WORK TO COMPLETE. Reproduce all records word for word.

Region pointing data.
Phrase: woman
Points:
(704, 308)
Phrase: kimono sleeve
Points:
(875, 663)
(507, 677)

RESULT.
Phrase: woman
Points:
(704, 308)
Phrase: kimono sleeve
Points:
(875, 663)
(507, 677)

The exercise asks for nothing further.